Items from a dataset:
━━━━

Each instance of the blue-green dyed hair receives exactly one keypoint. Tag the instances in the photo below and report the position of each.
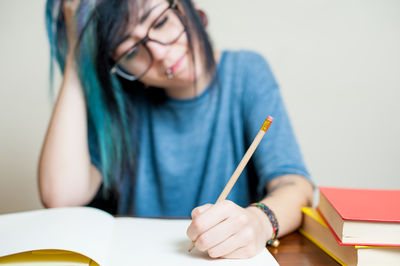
(101, 23)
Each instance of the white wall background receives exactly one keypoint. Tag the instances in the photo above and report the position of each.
(338, 64)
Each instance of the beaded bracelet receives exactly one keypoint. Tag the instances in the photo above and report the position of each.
(274, 242)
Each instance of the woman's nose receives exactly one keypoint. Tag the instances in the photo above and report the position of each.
(157, 50)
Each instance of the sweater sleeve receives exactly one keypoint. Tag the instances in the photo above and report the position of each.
(278, 153)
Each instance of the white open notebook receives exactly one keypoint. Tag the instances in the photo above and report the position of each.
(108, 240)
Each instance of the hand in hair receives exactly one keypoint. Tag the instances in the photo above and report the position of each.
(69, 10)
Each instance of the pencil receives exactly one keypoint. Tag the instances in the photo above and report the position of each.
(242, 163)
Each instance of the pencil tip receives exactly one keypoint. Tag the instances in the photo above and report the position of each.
(191, 247)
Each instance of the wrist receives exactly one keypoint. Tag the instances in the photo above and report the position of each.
(272, 223)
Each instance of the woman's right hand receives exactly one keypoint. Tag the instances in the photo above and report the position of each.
(69, 8)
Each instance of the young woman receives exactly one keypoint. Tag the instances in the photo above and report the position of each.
(149, 111)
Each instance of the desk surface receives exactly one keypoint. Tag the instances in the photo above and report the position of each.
(295, 249)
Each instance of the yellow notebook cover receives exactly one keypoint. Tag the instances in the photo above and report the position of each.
(47, 257)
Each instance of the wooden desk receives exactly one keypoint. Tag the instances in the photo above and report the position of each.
(295, 249)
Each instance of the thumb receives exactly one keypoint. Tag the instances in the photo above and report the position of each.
(199, 210)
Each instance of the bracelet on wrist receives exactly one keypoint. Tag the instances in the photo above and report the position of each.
(274, 242)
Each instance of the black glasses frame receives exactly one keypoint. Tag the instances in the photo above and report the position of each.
(121, 72)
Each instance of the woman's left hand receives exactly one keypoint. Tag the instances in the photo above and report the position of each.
(226, 230)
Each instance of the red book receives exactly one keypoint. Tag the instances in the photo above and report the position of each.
(368, 217)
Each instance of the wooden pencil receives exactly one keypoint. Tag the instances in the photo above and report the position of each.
(242, 164)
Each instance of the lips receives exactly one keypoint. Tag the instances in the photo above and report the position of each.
(176, 66)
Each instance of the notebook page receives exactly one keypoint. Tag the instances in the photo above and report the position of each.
(142, 241)
(79, 229)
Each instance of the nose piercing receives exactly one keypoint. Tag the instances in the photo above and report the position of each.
(169, 74)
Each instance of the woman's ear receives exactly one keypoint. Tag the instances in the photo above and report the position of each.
(203, 17)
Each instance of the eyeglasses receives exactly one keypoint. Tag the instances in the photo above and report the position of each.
(166, 29)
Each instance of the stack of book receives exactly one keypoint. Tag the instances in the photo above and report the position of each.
(356, 226)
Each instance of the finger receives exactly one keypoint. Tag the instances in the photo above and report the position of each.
(219, 233)
(210, 218)
(200, 209)
(243, 253)
(232, 246)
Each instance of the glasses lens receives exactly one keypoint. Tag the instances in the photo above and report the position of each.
(167, 28)
(136, 61)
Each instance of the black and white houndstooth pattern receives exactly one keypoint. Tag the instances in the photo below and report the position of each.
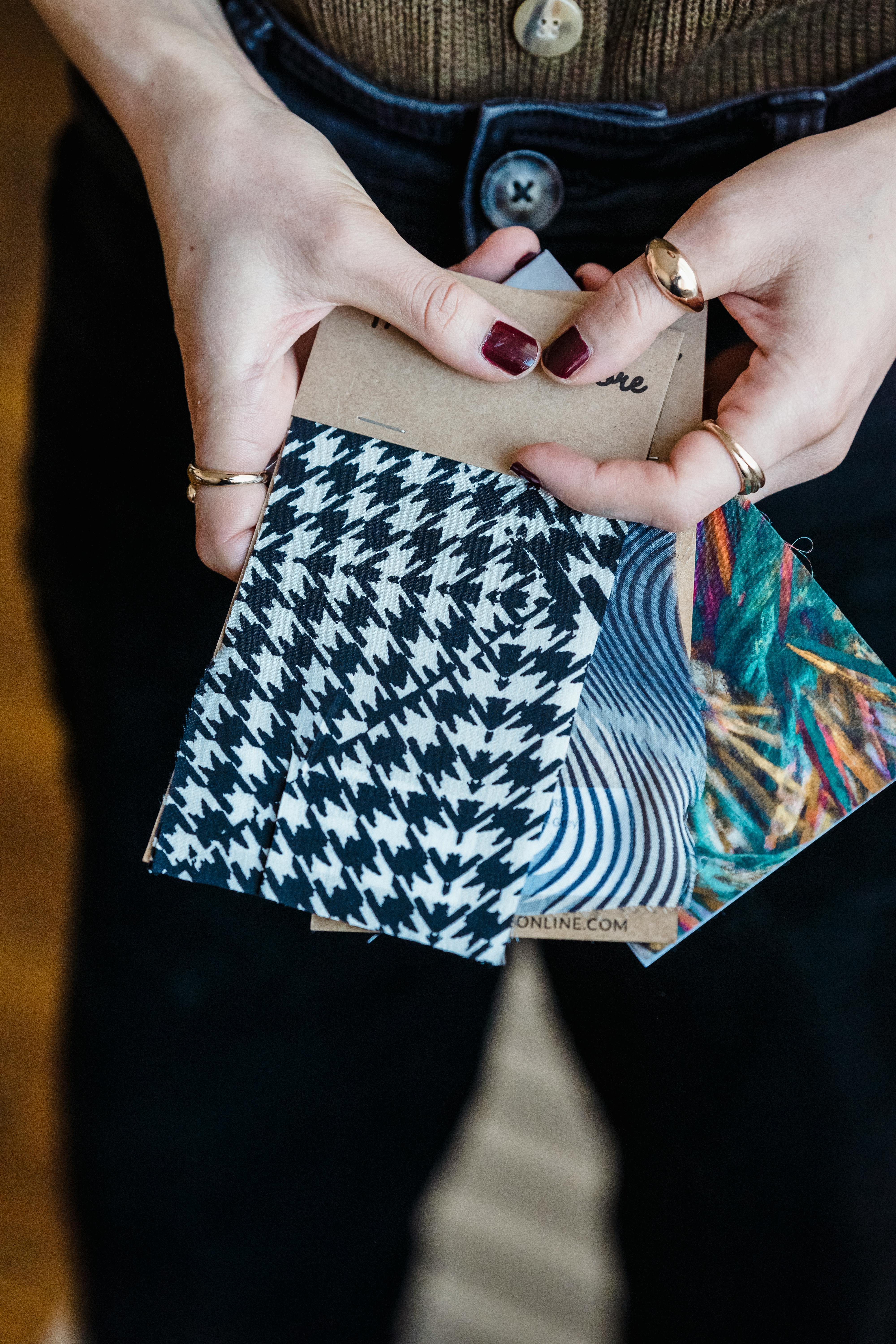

━━━━

— EXERCISE DESCRIPTION —
Pick out every line of the records that contains the word "black", treating uppercase and lowercase letters as distinct.

— IN RESPONSE —
Each instance of the black glasses frame receives exactly one keypoint. Tag the instances in the photo above and report the position of each.
Each instance of the black and white houndstooth pattern receives exactly one keypoint. Tag the instances in the photo below and report the position of each.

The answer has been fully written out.